### TO DO:
Report how many lines in the items below contain the string "dark", treating uppercase and lowercase as distinct. Give only the number.

### DATA PROVIDED:

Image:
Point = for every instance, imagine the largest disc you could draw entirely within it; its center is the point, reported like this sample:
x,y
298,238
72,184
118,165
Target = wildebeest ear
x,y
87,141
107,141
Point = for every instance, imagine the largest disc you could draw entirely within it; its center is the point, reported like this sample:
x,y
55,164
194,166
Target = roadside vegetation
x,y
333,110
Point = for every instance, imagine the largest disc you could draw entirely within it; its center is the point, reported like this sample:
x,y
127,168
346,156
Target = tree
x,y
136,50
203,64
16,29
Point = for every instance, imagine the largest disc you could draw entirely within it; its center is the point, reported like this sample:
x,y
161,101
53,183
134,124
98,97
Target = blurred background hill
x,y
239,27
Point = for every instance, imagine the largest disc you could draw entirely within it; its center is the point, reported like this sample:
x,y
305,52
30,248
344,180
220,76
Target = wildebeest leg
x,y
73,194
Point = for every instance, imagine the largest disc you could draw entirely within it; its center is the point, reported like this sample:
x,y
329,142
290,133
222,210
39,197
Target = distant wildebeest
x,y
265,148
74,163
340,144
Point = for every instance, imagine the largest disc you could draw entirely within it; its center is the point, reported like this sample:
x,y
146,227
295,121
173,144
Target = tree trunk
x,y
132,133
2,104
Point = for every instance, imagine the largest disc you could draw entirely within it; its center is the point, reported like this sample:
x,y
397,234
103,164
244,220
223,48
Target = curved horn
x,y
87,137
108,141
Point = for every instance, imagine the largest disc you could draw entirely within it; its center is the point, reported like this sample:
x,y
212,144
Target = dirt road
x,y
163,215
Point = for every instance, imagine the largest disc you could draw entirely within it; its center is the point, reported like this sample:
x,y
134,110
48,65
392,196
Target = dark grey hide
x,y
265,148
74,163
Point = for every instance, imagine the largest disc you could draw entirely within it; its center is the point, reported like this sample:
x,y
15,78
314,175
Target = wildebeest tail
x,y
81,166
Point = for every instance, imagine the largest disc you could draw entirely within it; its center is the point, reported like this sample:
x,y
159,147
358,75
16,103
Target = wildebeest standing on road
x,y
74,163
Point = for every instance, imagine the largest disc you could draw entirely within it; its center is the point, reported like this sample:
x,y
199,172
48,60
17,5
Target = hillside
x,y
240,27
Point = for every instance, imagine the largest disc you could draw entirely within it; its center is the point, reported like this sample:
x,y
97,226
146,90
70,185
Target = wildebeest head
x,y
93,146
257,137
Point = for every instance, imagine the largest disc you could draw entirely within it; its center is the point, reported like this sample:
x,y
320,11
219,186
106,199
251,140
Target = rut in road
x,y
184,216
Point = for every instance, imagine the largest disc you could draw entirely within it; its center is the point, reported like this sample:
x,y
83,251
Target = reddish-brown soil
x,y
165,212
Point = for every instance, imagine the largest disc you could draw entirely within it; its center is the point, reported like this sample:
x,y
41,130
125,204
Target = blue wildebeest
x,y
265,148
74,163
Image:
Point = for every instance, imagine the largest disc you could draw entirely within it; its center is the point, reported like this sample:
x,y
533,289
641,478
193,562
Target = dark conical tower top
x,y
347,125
--
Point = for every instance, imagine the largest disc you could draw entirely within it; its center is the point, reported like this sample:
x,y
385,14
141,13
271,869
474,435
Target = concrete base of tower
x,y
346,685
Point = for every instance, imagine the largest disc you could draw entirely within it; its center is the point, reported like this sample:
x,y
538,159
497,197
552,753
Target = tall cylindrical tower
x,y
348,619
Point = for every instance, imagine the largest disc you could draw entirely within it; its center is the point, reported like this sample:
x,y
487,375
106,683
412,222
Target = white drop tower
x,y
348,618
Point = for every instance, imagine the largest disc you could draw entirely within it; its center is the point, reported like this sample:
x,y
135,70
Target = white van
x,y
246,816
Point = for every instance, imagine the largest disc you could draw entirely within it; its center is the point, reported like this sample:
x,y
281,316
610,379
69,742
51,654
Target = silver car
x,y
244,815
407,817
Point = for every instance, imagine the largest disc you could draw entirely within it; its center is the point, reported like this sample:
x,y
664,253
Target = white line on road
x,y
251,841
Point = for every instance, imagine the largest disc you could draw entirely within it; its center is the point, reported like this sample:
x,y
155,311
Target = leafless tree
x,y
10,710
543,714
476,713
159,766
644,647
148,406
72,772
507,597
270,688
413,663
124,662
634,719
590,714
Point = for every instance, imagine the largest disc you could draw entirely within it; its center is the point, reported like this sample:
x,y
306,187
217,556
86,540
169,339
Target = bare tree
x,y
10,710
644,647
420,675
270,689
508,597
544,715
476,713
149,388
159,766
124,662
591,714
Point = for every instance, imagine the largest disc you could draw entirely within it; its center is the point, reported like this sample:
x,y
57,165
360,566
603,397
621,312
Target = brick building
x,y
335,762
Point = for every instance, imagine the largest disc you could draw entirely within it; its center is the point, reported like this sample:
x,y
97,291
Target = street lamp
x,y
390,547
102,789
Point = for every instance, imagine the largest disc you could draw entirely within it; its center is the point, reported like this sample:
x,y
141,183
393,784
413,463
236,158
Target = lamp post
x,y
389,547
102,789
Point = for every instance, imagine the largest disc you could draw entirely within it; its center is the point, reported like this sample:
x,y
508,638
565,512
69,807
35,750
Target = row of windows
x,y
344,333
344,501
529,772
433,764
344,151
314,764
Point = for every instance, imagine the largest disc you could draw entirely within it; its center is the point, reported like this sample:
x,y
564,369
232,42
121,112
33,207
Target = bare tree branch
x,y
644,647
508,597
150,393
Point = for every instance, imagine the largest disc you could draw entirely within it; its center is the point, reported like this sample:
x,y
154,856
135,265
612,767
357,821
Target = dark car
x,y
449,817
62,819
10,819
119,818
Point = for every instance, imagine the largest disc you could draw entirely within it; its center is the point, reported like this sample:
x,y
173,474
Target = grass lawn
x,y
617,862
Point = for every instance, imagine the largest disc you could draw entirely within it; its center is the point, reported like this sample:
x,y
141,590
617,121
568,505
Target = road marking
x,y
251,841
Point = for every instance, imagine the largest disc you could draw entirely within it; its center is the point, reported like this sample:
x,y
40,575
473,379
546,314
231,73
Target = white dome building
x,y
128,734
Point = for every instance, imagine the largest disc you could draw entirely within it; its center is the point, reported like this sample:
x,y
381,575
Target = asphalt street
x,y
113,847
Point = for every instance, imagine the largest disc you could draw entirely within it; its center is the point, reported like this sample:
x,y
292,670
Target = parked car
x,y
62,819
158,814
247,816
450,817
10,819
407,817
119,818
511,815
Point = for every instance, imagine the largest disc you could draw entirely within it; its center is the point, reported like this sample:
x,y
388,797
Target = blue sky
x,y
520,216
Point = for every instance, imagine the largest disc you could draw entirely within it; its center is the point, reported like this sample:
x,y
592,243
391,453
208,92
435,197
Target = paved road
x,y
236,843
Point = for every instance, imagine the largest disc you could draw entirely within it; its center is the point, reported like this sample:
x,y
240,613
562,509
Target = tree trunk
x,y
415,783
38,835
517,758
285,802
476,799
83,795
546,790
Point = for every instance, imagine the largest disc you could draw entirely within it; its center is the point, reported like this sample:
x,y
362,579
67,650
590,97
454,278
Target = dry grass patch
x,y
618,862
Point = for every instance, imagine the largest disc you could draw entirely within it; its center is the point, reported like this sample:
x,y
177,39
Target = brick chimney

### EXERCISE SOLUTION:
3